• No results found

4. Oplossingsrichtingen leegstand

4.2 Oplossingsrichtingen maatschappelijk vastgoed

In hoofdstuk 2.2 zijn leegstand en andere problemen die spelen bij (gemeentelijk) maatschappelijk vastgoed besproken. Ook volgens Nieuwsuur (2013) wordt er veel geld verspild door inefficiënte en niet-professionele omgang met gemeentelijk vastgoed. Het zou jaarlijks gaan op 300 tot 400 miljoen euro die nu verspild wordt. Het gaat hier om de exploitatie die efficiënter kan en het bezit maar ook de leegstand. Veel gemeenten hebben geen duidelijk beeld wat zij aan vastgoed bezitten. Verder wordt er voor commercieel verhuur vaak niet een marktconforme prijs gehanteerd.

_GESELECTEERDE GEGEVENS_
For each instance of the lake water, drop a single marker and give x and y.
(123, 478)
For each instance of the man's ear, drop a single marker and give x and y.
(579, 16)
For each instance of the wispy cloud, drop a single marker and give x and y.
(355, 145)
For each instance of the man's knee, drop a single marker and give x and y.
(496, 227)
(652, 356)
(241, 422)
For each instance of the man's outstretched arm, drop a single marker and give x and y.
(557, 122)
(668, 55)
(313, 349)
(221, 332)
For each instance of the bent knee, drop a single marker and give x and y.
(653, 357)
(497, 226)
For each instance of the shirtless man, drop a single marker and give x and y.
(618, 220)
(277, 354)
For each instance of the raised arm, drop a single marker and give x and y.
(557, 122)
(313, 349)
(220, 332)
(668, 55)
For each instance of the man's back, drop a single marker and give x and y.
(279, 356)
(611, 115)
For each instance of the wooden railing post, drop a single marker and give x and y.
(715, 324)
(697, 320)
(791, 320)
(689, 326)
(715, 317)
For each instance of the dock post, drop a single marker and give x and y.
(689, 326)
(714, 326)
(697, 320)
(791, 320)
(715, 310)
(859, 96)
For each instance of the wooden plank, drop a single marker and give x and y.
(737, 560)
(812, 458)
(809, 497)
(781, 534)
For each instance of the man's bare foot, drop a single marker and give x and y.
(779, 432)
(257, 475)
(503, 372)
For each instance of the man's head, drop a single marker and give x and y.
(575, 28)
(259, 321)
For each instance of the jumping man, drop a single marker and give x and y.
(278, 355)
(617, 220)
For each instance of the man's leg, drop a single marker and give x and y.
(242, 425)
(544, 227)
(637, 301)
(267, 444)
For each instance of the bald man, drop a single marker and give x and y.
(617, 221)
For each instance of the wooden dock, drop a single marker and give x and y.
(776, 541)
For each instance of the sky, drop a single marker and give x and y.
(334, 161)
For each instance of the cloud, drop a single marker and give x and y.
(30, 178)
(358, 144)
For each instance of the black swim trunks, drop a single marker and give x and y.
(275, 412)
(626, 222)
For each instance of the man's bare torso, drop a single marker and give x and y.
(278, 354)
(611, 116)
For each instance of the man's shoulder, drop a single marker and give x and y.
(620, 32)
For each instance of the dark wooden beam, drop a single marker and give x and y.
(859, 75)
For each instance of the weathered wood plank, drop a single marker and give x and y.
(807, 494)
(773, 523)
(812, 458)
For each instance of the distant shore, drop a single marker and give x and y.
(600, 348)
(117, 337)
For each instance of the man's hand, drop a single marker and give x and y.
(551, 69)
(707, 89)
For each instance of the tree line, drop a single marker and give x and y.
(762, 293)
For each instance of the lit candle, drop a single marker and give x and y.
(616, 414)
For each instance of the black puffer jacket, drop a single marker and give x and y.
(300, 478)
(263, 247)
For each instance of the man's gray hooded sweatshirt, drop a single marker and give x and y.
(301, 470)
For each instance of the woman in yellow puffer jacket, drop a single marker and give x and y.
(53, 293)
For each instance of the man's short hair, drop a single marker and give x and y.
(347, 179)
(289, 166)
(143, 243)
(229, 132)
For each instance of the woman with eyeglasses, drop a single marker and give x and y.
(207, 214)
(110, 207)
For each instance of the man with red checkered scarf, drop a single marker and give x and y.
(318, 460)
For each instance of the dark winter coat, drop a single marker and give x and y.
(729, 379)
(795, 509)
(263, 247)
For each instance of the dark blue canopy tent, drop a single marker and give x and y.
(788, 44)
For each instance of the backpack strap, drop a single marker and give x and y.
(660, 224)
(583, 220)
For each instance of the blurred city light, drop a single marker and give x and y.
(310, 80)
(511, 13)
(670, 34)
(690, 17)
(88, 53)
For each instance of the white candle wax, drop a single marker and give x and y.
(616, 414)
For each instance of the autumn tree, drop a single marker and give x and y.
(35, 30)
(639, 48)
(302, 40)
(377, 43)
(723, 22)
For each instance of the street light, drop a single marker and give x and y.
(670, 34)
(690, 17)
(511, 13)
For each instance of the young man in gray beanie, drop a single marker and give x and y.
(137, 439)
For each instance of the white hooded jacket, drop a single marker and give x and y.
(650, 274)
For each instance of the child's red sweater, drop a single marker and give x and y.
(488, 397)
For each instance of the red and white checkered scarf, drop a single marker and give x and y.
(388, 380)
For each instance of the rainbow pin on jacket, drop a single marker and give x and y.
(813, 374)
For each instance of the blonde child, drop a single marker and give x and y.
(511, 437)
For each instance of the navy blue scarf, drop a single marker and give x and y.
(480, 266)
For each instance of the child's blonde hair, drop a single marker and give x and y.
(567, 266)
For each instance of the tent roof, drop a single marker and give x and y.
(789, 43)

_KORTE OPDRACHT A_
Geef voor elke bewering aan of ze klopt met de passage over maatschappelijk vastgoed. Antwoord per bewering met ja of nee en citeer de doorslaggevende woorden uit de passage letterlijk. (i) Volgens Nieuwsuur wordt er jaarlijks 300 tot 400 miljoen euro verspild. (ii) De meeste gemeenten weten precies welk vastgoed zij bezitten. (iii) Bij commerciële verhuur wordt doorgaans een marktconforme prijs gevraagd.
_KORTE OPDRACHT B_
In welk hoofdstuk zijn volgens de passage over maatschappelijk vastgoed de leegstand en de andere problemen besproken?
_KORTE OPDRACHT C_
Schrijf de passage over maatschappelijk vastgoed verder, aansluitend op de laatste zin.

_ANTWOORD A_
(i) Ja: "Het zou jaarlijks gaan op 300 tot 400 miljoen euro die nu verspild wordt."
(ii) Nee: "Veel gemeenten hebben geen duidelijk beeld wat zij aan vastgoed bezitten."
(iii) Nee: "Verder wordt er voor commercieel verhuur vaak niet een marktconforme prijs gehanteerd."

_ANTWOORD B_
In hoofdstuk 2.2.

_ANTWOORD C_
De oplossing lijkt in eerste instantie simpel: gemeenten zouden het (leegstaand) maatschappelijk vastgoed kunnen verkopen. Maar dit blijkt niet altijd een reële optie. De crisis is (weer) een van de oorzaken waarom verkopen op dit moment soms geen geschikte keuze is (te lage prijs of helemaal geen vraag). Daarnaast noemt Van Leent twee criteria wanneer er niet over gegaan moet worden tot verkoop. Dit is wanneer het een incourant gebouw betreft en wanneer het gaat om een gebruiker die sterk afhankelijk is van de subsidie die zij ontvangt van de gemeente (Muskee, 2013). Hij noemt als voorbeeld een gemeentelijk museum dat de gemeente wil verkopen. Wanneer dit gebeurt zal de gemeente het pand terug moeten huren en deze huur kan hoger liggen dan ze zelf kwijt zouden zijn. Courante panden zijn in veel gevallen wel geschikt voor de verkoop. Deze gebouwen kunnen gebruikt worden voor andere commerciële en maatschappelijke functies.

Om de problemen in het maatschappelijk vastgoed, waaronder de leegstand, aan te pakken wordt er in verschillende bronnen het (re)organiseren en professionaliseren van het maatschappelijk vastgoed genoemd (Bouwstenen, 2013; Smits, 2011). Deze mogelijkheid tot het professionaliseren van het vastgoedmanagement wordt hieronder behandeld. Daarna worden er nog verschillende andere maatregelen en instrumenten besproken die de gemeente kan inzetten bij de aanpak van leegstand.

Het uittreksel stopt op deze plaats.